> [COSA SI RICHIEDE]
Indica in quale università, secondo il testo sull'omotossicologia, sono stati condotti gli esperimenti sulle citochine diluite e dinamizzate.

> [TESTO FORNITO]
● ● ●
Omotossicologica, la nuova omeopatia
Dobbiamo essere grati anche a Hans Heinrich Reckeweg (1905-1985) che con l’omotossicologia si è proposto di gettare un ponte fra l’omeopatia classica e la medicina moderna.
L’omotossicologia non esclude l’omeopatia, ma ne vuole rappresentare l’evoluzione in chiave contemporanea, modulabile sulla base delle conoscenze scientifiche degli ultimi decenni e dei nuovi strumenti di diagnosi. Rappresenta anche uno strumento di proposizione al mondo scientifico dei modelli omeopatici: la legge dei simili e la diluizione infatti non possono limitarsi a un fatto empirico basato solo sulla soggettività o su affermazioni dogmatiche. I dogmi sono un freno per l’evoluzione della società, dell’uomo, della medicina. Pertanto, se vogliamo davvero che questo “nuovo” modo di curare come diceva Hahnemann, venga accettato e acquisti dignità scientifica, dobbiamo giustamente sottoporlo a dei test “scientifici”. Pur consapevoli di alcuni aspetti legati alla soggettività di ogni risposta terapeutica, siamo in accordo col principio enunciato dalla fisica quantistica il quale afferma che un fenomeno fisico può essere modificato da colui che lo osserva.
Al di là delle varie scuole di pensiero, possiamo dire che, in sintesi, sia l’omeopatia che l’omotossicologia utilizzano sostanze diluite e dinamizzate. Nel caso dell’omotossicologia, assemblate in composti armonizzati fra di loro secondo il principio di sinergia di Burgi.
Pertanto, a mio avviso, omeopatia e omotossicologia non devono escludersi o farsi la guerra, ma è auspicabile una loro completa integrazione, nel rispetto delle indicazioni e delle sfere di azione di ognuna – comunque sempre complementari – per il raggiungimento dello stato di salute, obiettivo di ogni atto terapeutico.

Minore dose, maggior effetto
Recentemente sono stati condotti esperimenti presso l’università di Milano circa l’efficacia biologica – documentabile in vivo – delle citochine (le citochine sono molecole proteiche modulatrici delle risposte immunitarie) diluite e dinamizzate (in termine tecnico sottoposte ad attivazione cinetica sequenziale, cioè a numerosi “scuotimenti o scosse” della diluizione) in modelli sperimentali di asma allergico e morbo di Crohn (malattia intestinale su base autoimmune). Dai risultati si è potuto evidenziare in maniera inequivocabile l’effetto delle “basse dosi”che altro non sono che diluizioni omeopatiche.
● ● ●
> [Estratti del dataset]
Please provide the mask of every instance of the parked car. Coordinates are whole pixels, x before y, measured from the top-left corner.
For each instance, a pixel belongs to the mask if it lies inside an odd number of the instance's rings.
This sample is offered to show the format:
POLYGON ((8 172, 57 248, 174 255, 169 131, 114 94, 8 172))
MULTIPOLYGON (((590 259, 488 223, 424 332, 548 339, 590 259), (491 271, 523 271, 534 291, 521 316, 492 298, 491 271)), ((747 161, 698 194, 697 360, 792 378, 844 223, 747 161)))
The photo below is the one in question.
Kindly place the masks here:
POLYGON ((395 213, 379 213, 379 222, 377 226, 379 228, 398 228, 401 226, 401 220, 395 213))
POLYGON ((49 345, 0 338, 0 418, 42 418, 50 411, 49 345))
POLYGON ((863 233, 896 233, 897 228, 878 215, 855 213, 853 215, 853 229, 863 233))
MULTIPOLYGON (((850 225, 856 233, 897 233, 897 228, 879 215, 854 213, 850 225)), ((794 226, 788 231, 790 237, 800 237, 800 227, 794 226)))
● ● ●
> [RISULTATO DEL COMPITO]
Presso l'università di Milano.